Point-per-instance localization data
*****

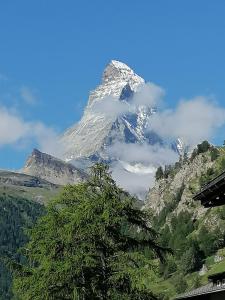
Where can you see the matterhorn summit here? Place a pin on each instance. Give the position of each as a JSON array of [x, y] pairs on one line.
[[100, 126], [114, 129]]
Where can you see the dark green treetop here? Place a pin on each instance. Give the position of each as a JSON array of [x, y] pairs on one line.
[[93, 243]]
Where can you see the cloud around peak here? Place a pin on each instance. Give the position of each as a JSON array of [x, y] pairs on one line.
[[193, 120]]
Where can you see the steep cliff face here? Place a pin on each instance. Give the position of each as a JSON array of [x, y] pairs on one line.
[[184, 180], [165, 189], [100, 124], [52, 169], [115, 129]]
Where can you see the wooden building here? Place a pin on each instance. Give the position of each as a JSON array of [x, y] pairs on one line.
[[211, 194], [214, 290]]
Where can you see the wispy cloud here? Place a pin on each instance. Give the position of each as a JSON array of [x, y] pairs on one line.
[[148, 94], [193, 120], [136, 164], [15, 131]]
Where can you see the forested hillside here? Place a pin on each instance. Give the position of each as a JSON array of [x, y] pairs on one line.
[[16, 214], [21, 203], [196, 234]]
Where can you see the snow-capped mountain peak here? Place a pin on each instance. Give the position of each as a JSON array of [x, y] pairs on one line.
[[115, 78]]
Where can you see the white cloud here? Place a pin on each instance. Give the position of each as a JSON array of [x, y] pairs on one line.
[[148, 94], [12, 127], [135, 169], [28, 95], [15, 131], [193, 120]]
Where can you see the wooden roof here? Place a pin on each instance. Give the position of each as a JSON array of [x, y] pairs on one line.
[[213, 193]]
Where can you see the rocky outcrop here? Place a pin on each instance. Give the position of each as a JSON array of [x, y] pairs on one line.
[[187, 176], [52, 169], [8, 178]]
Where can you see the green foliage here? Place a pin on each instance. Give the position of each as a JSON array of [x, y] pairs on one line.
[[180, 283], [159, 173], [93, 243], [210, 241], [16, 213], [192, 259], [208, 176], [201, 148], [214, 153]]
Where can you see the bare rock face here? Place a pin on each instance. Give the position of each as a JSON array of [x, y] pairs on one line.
[[52, 169], [95, 129], [187, 177]]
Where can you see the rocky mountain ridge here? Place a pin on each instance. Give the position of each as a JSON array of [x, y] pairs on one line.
[[47, 167]]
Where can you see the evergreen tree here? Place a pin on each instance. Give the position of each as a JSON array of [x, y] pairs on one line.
[[159, 173], [91, 244]]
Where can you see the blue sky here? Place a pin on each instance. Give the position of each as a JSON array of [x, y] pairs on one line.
[[52, 53]]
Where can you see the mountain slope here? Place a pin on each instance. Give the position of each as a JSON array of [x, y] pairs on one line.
[[52, 169], [193, 232], [94, 130], [115, 123]]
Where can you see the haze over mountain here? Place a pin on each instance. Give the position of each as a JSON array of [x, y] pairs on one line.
[[116, 129]]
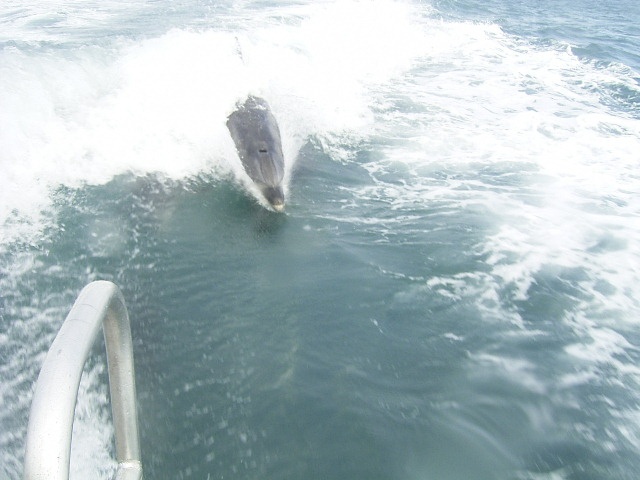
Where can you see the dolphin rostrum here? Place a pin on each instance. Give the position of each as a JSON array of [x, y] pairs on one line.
[[257, 137]]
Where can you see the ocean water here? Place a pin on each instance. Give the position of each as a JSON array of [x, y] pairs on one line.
[[452, 293]]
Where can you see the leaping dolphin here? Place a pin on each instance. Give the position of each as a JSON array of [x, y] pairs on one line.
[[257, 137]]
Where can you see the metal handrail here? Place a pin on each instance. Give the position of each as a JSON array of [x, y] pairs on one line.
[[48, 446]]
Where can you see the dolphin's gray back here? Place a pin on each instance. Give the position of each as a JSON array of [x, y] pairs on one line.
[[257, 137]]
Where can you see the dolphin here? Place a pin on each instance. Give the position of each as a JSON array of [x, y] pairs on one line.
[[257, 137]]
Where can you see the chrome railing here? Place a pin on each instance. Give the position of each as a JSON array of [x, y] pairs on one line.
[[50, 427]]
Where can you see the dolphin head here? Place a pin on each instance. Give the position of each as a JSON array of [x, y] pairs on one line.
[[275, 197]]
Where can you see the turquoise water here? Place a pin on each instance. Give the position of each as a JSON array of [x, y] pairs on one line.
[[452, 292]]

*****

- _Try it_
What the answer must hold: all the data above, given again exactly, without pictures.

- _Answer section_
Where can you see the matterhorn summit here? Place a pin on each instance. Give the position of each as a JSON array of [x, y] pairs on one line.
[[100, 126], [114, 129]]
Where can you see the dark green treetop here? Place a pin on each instance. Give the position of each as a JSON array of [x, y] pairs on one line.
[[93, 243]]
Where can you see the cloud around peak here? Place a pin on each instance. Give the position of each as a JSON array of [x, y] pairs on one line.
[[193, 120]]
Where can you see the steep cliff face here? Place a pin on each instance. Give the position of each as a JSON array of [x, y] pairs on one line.
[[184, 180], [165, 189], [100, 124], [52, 169], [115, 129]]
Where can you see the wooden building here? Place a pin on each instance. Give the position of each as a JSON array of [x, y] pairs on one line.
[[211, 194], [214, 290]]
Where can you see the wispy cloud here? Place a pin on each instance. Give the position of each as a JSON array of [x, y] pairs on one line.
[[148, 94], [193, 120], [136, 164], [15, 131]]
Where can you see the forested hillside here? Place a pin on each instance. Give the position of each as a JSON array of [x, y] pairs on one line.
[[16, 214], [21, 203], [196, 234]]
Where can you see the snow-capped mountain peak here? Place a pin on each instance. Give the position of each as a JSON array of [x, y] pairs on one line.
[[115, 78]]
Where can you see the white cloud here? Place a pin on each instance. Give the position of each as a JSON array of [x, y] pairs on one line.
[[148, 94], [12, 127], [135, 169], [28, 95], [15, 131], [193, 120]]
Where can you see the wooden roof here? Place a pin on each instance. Give the position of each as a JSON array of [x, y] pairs on one line.
[[213, 193]]
Where can you see the rocky outcrop here? Place a pin on each instance. Give the position of each as a JSON array of [x, y] pairs on one line.
[[187, 176], [52, 169], [8, 178]]
Where can you see the green foliage here? Place a pin on each instance. Give the position of each as a JSON array of [x, y] pairs on one line.
[[180, 283], [159, 173], [93, 243], [210, 241], [16, 213], [192, 259], [208, 176], [201, 148], [214, 153]]
Where can you see the bare rock face here? Place a pin on each instance. Give the position of each as a JSON array of [x, y] pairs on one line.
[[52, 169], [95, 129], [187, 177]]
Where can you see the rocky mountain ridge here? Place a pin on each instance. Give the position of each as a JSON array of [x, y] pairs on one line.
[[47, 167]]
Where can you see the evergreen tree here? Place a pin on each instance. Give the position of each as a JSON array of [x, y] pairs on one line.
[[159, 173], [91, 244]]
Where can you see the blue sky here? Place a pin on each instance. Give the position of each as a JSON array of [x, y] pairs on one line.
[[52, 53]]
Where can you see the mountain slope here? Place a pin on each instance. Give the position of each as a JSON array of [x, y] pairs on one line.
[[52, 169], [193, 232], [94, 130], [115, 123]]
Where can you see the haze over mountain here? Place a pin on each instance. Give the position of each as a JSON array of [x, y] pairs on one line.
[[116, 129]]
Where can you see the dolphin rostrum here? Place a pin on each instance. Give the position of each as a JSON array of [x, y] pairs on one line.
[[257, 137]]
Where can you see the ocean water here? Place a pin on each instance. Give the position of each as a JSON array of [x, y] pairs on one line.
[[452, 293]]
Where can you see the leaping dolphin here? Place a pin on each instance. Give the position of each as a JSON array of [x, y] pairs on one line.
[[257, 137]]
Where can you see the metal handrail here? Place a pin on each instance. Give the position of each as a JSON array of [x, y] pairs on one line.
[[48, 446]]
Where can you see the dolphin's gray back here? Place a pin on each instance. Give the position of each as a JSON array of [x, y] pairs on one line.
[[257, 137]]
Where can you see the dolphin here? Place a pin on each instance. Give the position of each as a JSON array of [x, y] pairs on one line.
[[257, 137]]
Where can you see the chrome railing here? Place a pin on each instance. Give the position of each as a JSON array of [x, y] pairs on one line.
[[50, 427]]
Where can you see the dolphin head here? Place a pin on each instance. Give the position of each as a JSON array of [x, y] pairs on one line.
[[275, 197]]
Where can you see the turquoise water here? Place a pin on each instance. Give the position of each as a JSON array of [x, y] pairs on one line.
[[452, 292]]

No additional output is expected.